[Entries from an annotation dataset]
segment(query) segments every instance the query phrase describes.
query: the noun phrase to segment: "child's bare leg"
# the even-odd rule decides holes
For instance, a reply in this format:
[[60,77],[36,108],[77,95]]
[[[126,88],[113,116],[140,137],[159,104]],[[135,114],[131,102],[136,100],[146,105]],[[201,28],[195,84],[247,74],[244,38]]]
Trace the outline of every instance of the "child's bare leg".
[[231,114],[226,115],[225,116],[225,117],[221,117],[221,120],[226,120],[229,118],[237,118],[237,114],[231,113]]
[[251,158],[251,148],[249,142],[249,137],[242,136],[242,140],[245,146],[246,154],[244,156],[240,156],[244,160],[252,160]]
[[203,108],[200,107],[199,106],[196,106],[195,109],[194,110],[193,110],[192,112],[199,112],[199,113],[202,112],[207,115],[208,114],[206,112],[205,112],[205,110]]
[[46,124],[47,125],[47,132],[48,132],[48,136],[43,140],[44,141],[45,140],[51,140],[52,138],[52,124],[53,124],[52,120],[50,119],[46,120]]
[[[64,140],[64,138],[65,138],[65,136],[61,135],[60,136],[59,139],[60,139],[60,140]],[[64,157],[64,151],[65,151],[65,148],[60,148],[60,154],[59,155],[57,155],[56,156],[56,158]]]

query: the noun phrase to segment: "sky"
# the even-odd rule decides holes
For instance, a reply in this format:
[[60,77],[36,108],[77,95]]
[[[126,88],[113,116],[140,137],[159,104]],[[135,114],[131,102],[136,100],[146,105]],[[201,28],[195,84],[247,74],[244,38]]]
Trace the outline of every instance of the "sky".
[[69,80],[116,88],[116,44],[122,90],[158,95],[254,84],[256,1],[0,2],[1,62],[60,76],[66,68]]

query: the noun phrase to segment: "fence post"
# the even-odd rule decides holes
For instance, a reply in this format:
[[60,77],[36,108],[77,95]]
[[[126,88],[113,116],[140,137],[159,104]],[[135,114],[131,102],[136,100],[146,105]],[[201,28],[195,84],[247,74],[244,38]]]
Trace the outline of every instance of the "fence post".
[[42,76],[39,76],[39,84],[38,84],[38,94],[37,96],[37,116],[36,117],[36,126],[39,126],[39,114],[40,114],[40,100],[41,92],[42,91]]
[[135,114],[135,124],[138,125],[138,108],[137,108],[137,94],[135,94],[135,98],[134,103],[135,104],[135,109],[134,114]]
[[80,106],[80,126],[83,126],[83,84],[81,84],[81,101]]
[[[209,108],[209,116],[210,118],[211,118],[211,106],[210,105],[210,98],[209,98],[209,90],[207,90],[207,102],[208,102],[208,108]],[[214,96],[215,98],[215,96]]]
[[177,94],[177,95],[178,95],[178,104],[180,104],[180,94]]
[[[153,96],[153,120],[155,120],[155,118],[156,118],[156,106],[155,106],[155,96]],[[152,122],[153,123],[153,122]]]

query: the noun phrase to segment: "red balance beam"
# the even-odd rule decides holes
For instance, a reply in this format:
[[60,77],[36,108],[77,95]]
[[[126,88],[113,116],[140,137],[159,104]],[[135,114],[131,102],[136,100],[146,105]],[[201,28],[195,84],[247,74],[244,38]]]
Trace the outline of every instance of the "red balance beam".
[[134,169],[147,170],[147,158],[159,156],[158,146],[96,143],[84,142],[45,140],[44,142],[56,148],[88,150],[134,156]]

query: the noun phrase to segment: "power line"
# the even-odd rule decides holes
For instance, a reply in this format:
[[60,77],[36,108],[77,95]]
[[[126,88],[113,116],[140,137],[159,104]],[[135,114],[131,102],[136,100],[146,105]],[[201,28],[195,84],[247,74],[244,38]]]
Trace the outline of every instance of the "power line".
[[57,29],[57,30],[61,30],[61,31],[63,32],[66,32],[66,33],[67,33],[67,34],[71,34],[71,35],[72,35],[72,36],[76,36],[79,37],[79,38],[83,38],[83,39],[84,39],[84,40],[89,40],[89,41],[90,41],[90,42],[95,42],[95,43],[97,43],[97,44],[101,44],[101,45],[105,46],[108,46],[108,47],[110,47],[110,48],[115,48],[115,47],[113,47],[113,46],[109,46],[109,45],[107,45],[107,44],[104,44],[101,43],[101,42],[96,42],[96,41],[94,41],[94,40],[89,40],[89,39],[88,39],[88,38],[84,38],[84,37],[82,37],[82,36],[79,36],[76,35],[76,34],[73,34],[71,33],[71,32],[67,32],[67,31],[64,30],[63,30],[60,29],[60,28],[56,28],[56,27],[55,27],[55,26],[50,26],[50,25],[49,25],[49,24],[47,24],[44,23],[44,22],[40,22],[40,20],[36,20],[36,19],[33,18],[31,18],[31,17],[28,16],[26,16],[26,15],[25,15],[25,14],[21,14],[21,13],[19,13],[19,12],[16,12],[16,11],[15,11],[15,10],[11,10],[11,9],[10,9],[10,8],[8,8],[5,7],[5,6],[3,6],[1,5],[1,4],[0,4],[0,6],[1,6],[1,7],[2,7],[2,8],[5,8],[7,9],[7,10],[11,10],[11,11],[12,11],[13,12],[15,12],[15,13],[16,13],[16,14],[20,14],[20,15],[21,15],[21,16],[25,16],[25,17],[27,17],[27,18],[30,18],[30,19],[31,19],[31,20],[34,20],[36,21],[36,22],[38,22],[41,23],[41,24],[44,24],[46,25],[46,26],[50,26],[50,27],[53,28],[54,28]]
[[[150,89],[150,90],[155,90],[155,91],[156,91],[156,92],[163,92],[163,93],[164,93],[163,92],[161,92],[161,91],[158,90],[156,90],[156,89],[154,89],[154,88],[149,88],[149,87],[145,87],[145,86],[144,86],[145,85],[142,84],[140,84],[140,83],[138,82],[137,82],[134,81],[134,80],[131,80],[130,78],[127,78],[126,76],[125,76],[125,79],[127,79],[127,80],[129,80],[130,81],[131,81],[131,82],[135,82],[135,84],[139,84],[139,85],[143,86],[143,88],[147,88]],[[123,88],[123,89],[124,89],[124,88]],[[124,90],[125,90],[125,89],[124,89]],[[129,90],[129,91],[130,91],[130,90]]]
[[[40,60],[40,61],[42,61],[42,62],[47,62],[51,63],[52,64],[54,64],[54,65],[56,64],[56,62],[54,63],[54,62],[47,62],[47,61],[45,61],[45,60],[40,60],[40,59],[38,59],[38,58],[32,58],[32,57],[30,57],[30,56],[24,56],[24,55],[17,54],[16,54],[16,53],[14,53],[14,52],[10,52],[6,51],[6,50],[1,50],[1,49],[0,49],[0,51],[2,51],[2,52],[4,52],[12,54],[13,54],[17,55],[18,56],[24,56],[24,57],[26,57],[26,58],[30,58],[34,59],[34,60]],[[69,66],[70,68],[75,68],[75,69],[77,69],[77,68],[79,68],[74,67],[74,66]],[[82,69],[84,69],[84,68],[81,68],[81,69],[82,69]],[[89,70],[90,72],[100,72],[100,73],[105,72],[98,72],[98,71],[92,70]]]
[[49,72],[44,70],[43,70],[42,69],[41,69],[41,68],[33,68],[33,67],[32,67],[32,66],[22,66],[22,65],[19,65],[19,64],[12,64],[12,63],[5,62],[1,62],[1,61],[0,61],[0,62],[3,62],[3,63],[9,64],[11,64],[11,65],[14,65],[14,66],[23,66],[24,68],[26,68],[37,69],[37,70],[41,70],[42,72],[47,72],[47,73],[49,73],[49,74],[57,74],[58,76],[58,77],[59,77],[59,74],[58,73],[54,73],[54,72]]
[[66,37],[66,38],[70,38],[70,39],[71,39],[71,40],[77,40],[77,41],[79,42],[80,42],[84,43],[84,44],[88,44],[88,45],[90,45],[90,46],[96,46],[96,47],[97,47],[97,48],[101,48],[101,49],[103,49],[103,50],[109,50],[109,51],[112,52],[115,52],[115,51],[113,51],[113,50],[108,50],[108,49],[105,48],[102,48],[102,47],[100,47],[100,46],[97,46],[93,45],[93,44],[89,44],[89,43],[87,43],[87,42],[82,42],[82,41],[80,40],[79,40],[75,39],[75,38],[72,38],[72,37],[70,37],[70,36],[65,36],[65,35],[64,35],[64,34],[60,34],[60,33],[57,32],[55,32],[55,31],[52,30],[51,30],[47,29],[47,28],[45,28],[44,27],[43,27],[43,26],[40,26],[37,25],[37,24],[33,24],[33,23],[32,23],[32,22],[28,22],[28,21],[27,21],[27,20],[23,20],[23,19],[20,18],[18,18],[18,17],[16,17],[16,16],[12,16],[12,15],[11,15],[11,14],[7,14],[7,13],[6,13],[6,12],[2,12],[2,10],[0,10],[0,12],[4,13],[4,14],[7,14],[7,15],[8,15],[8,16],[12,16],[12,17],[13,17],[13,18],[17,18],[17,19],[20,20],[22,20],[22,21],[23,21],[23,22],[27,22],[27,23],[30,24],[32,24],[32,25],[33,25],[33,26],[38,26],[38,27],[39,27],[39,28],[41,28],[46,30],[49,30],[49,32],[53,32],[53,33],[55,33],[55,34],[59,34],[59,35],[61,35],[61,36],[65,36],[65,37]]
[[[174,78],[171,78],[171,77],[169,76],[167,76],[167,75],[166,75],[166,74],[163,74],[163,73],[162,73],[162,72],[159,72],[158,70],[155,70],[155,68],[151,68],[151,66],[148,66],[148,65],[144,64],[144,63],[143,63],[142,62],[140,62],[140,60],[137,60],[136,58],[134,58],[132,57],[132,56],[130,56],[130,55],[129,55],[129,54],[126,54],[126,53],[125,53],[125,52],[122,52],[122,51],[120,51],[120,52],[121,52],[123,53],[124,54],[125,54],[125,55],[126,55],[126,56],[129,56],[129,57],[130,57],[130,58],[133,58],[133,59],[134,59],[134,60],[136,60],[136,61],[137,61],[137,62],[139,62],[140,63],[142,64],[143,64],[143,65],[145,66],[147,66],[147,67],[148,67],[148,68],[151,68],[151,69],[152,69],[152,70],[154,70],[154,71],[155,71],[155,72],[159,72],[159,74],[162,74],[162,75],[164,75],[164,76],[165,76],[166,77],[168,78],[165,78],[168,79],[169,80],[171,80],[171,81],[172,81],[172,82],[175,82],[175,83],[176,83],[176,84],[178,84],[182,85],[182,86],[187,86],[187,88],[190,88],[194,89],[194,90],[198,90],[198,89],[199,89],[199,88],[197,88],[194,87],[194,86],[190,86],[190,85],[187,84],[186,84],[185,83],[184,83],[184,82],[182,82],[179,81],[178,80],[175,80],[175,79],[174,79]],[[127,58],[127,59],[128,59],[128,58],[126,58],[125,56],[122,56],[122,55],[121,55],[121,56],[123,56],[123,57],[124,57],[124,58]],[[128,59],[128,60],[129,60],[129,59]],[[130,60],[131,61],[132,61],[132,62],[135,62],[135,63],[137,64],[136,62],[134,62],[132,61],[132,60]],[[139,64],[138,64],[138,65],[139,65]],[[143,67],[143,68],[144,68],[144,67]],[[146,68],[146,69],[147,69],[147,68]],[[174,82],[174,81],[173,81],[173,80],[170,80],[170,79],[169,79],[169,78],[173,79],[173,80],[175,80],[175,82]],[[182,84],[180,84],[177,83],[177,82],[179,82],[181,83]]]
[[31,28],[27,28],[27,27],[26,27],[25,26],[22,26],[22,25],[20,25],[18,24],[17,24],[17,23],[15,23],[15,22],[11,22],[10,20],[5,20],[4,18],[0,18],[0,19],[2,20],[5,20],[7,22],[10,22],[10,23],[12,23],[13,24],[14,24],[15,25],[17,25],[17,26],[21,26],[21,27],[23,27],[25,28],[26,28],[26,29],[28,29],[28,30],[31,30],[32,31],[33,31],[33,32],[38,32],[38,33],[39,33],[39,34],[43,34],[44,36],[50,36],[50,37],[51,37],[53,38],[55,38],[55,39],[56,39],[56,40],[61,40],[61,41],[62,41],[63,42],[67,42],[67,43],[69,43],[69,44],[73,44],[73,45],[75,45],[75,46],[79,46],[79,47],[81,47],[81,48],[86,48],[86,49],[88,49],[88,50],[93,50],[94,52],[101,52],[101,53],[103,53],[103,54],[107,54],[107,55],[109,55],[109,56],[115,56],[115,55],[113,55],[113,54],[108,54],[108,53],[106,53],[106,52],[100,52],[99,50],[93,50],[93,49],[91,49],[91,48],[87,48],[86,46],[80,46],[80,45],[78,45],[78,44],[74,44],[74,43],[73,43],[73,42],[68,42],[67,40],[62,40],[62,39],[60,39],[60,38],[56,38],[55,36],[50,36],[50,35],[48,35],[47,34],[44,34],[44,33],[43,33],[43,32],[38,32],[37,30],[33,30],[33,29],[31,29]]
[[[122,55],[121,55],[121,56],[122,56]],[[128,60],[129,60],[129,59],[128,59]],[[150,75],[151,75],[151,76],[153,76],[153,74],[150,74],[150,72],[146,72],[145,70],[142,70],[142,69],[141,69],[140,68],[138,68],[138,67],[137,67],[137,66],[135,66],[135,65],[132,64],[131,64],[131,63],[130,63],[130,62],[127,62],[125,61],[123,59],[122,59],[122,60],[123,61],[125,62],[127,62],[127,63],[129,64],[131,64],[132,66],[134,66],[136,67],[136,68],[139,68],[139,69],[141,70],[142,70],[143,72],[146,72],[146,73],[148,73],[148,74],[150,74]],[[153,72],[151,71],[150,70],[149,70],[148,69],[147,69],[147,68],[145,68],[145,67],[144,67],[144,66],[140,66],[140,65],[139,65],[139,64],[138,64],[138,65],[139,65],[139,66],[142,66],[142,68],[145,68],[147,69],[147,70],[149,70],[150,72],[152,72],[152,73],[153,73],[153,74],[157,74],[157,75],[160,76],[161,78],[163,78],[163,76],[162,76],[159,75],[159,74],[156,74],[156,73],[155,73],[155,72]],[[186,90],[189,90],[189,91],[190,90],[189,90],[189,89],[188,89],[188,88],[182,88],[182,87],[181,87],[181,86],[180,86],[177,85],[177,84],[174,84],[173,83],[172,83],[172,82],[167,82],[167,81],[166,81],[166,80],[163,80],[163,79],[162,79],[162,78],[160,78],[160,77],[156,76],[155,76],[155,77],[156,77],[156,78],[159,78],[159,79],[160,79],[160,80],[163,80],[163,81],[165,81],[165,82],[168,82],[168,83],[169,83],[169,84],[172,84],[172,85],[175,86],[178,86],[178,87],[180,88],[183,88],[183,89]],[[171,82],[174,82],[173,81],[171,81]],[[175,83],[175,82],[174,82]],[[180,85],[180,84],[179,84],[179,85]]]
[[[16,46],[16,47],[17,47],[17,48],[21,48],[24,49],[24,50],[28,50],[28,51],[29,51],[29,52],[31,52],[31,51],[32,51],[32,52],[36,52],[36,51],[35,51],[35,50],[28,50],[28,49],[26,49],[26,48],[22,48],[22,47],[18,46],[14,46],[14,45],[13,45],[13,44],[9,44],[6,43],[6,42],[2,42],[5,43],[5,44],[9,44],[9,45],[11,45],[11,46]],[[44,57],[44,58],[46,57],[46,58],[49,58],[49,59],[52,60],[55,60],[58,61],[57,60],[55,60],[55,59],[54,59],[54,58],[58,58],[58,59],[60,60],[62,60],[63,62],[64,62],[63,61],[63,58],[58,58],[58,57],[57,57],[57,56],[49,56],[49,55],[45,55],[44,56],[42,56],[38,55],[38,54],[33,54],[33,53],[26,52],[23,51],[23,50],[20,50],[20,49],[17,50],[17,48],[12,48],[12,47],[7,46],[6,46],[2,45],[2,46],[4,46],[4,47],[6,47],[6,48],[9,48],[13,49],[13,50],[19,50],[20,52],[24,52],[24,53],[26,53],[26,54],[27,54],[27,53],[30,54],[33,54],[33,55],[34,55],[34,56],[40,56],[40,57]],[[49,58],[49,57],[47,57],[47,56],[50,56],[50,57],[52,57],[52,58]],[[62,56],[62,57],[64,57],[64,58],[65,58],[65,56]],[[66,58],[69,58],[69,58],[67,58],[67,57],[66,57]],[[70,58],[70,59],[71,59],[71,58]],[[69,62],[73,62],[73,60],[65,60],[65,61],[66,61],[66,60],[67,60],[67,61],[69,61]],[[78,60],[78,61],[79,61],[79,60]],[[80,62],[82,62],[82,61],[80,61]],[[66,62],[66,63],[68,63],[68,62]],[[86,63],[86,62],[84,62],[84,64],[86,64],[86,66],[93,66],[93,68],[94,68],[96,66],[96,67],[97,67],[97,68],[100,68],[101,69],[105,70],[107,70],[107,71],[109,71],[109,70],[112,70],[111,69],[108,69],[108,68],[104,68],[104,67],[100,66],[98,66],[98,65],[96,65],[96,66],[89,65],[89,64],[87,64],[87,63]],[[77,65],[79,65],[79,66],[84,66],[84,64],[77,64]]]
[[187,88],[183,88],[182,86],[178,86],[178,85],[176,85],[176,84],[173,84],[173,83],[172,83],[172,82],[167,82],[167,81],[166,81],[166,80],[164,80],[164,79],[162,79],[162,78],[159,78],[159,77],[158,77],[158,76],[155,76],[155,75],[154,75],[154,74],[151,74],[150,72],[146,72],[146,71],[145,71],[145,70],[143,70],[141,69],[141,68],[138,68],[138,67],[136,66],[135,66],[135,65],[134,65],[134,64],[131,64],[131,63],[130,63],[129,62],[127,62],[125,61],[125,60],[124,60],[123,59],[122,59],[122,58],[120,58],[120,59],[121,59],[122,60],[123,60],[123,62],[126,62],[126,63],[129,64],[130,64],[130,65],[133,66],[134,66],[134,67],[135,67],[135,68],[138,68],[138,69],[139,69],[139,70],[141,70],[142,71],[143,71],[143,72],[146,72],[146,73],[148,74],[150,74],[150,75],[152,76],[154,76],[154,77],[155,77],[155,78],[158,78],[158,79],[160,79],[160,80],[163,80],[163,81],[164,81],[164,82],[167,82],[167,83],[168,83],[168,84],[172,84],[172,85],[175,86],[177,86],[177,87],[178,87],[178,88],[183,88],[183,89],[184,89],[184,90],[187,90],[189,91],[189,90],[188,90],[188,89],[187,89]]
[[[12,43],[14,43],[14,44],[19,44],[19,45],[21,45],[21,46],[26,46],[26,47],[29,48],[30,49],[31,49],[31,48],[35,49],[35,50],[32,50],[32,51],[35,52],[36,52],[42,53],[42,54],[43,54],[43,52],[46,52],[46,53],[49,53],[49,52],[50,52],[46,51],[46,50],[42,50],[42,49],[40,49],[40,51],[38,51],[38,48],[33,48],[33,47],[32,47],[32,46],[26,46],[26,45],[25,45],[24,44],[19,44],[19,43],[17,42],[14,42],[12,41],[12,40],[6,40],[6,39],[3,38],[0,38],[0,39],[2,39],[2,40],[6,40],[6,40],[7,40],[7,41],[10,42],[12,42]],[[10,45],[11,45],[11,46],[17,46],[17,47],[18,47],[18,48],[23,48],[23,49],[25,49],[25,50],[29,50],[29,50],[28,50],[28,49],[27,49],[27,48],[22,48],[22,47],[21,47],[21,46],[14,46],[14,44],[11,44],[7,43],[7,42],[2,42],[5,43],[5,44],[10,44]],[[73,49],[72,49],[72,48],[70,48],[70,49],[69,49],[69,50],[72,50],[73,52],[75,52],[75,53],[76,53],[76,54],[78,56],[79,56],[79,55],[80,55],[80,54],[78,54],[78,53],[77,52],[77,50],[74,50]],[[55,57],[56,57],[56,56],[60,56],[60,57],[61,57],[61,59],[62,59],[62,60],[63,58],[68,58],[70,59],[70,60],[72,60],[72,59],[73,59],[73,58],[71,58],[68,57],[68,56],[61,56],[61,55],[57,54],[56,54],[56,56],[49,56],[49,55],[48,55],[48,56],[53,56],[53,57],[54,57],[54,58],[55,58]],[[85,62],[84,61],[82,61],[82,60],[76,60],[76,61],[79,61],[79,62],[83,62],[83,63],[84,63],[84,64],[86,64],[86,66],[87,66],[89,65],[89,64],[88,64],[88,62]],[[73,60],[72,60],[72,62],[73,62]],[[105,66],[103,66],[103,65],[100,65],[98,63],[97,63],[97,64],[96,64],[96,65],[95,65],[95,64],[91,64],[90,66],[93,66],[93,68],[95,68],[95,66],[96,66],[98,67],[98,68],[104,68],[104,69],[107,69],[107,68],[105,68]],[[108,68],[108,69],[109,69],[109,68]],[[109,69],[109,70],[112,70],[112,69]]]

_Given problem_: Count the lines in the entries above that contain the string "outline", with case counting. Reply with the number only.

_Reply_: 5